BEGIN The data
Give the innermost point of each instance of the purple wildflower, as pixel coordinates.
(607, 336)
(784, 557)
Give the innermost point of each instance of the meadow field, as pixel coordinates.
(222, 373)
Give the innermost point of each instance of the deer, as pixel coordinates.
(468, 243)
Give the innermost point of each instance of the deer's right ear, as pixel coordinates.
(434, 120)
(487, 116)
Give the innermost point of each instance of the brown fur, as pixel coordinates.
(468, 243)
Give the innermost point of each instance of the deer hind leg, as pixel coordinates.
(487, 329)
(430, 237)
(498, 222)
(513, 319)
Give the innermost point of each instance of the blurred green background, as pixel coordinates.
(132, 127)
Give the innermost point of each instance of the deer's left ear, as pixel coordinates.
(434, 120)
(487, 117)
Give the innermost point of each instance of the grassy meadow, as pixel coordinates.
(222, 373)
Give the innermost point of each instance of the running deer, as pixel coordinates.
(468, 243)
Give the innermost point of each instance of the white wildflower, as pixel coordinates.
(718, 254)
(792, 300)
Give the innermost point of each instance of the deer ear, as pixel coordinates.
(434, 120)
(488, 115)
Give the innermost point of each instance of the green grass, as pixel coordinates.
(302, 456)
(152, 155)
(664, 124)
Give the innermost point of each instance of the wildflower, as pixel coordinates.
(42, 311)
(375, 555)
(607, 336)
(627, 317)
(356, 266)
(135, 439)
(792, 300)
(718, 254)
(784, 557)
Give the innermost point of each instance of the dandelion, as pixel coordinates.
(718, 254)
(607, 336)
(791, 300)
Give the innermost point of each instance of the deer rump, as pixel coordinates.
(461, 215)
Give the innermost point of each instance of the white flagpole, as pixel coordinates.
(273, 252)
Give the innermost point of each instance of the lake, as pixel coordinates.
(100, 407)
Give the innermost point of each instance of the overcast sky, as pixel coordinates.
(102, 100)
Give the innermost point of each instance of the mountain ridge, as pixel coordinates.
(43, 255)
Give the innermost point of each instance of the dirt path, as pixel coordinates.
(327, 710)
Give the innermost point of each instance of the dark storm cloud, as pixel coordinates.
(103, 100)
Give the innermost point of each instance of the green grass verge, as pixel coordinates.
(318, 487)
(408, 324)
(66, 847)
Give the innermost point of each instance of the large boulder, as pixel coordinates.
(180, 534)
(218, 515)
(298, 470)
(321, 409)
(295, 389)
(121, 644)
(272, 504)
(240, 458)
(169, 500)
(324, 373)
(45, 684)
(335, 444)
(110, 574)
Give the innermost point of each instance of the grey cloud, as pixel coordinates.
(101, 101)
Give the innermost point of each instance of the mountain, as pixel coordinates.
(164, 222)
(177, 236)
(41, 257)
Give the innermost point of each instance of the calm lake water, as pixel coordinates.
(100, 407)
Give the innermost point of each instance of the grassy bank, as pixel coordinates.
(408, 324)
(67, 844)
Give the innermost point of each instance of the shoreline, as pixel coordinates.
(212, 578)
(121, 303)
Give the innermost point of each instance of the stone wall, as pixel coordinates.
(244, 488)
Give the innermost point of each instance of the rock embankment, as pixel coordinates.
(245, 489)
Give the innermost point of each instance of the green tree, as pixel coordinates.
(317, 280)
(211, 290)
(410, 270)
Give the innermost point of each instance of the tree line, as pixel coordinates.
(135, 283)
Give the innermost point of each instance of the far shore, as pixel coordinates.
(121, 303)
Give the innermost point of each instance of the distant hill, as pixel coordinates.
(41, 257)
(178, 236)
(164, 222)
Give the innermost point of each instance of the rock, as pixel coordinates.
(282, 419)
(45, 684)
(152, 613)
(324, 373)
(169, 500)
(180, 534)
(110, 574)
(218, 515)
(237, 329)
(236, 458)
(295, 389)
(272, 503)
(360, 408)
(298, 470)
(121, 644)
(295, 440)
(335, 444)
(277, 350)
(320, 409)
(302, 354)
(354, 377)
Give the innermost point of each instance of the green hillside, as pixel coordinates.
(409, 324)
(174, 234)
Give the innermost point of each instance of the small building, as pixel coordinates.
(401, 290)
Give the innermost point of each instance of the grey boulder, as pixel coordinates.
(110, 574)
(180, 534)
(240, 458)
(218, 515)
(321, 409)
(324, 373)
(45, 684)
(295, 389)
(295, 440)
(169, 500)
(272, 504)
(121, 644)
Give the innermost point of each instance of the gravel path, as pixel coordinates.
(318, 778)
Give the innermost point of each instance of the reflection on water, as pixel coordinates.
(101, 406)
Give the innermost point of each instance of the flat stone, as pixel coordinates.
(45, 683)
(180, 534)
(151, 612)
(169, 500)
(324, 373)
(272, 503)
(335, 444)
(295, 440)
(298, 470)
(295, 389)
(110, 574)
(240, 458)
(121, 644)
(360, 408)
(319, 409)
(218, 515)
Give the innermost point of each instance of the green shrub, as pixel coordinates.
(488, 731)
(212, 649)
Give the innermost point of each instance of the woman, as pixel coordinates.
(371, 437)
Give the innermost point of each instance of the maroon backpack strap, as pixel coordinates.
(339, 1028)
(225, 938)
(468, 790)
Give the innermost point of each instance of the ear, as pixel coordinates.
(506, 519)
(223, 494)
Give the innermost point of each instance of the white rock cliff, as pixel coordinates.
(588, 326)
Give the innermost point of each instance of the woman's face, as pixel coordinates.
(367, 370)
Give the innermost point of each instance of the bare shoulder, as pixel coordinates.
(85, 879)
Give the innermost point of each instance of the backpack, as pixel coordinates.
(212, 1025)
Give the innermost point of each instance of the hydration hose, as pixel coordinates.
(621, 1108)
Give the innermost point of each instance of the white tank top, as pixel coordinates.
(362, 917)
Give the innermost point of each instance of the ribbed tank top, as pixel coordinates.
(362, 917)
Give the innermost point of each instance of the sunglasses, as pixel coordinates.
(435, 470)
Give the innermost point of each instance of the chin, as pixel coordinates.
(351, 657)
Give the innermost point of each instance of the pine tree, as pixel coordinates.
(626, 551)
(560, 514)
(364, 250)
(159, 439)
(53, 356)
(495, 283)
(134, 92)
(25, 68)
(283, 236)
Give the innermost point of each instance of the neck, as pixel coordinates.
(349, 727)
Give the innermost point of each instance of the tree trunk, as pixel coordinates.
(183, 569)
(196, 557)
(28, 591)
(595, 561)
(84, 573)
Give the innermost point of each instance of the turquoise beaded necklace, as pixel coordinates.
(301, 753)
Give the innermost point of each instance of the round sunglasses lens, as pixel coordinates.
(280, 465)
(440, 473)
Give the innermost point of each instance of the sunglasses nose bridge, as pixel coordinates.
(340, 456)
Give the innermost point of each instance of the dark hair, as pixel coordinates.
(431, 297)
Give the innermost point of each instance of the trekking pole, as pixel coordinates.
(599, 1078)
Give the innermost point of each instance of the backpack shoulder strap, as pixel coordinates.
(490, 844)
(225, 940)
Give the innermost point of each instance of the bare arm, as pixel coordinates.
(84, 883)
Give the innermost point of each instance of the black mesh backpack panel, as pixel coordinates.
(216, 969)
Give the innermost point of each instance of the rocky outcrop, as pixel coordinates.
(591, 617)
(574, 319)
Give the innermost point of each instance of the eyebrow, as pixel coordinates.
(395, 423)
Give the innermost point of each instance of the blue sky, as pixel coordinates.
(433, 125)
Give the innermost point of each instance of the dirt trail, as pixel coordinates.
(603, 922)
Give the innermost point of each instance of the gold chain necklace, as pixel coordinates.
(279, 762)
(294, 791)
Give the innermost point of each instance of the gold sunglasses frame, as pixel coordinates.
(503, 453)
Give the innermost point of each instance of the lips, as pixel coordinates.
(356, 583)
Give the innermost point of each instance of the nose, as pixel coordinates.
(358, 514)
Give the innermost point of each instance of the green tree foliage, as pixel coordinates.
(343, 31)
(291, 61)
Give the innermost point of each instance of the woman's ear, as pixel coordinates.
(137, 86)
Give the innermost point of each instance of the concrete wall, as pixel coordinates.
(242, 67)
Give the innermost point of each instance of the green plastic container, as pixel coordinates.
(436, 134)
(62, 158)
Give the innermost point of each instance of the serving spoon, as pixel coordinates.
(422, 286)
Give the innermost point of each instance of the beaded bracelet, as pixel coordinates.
END The data
* [Your goal] Your answer should hold the line with "Give the innermost point of each instance of the rocky" and each line after it to the end of the data, retyped exactly. Include no other lines.

* [Result]
Give the innermost point of each instance of the rocky outcrop, as pixel coordinates.
(591, 617)
(574, 319)
Give the innermost point of each instance of the eyebrow, as pixel coordinates.
(395, 423)
Give the innermost point of each instance of the blue sky, as pixel coordinates.
(433, 125)
Give the innermost point of each instance of the dirt trail, as pixel coordinates.
(603, 922)
Give the innermost point of each instance of the gold chain necklace, as pixel coordinates.
(279, 762)
(294, 791)
Give the innermost point of each instance of the gold sunglasses frame, as pixel coordinates.
(503, 453)
Give the innermost point of each instance of the lips, as pixel coordinates.
(356, 583)
Give the innermost point of each instance of the nose, as pixel coordinates.
(358, 514)
Give the innermost point of each instance of the green tree foliage, as pixel coordinates.
(343, 31)
(291, 61)
Give the innermost point of each instance of the woman's ear, as pixel coordinates.
(137, 86)
Give the innermost point of each instance of the concrete wall, as pixel coordinates.
(242, 67)
Give the innermost point of each instance of the green plastic container, as pixel coordinates.
(436, 134)
(62, 158)
Give the innermost point of each instance of the serving spoon, as pixel coordinates.
(422, 286)
Give the innermost point of each instance of the beaded bracelet, as pixel coordinates.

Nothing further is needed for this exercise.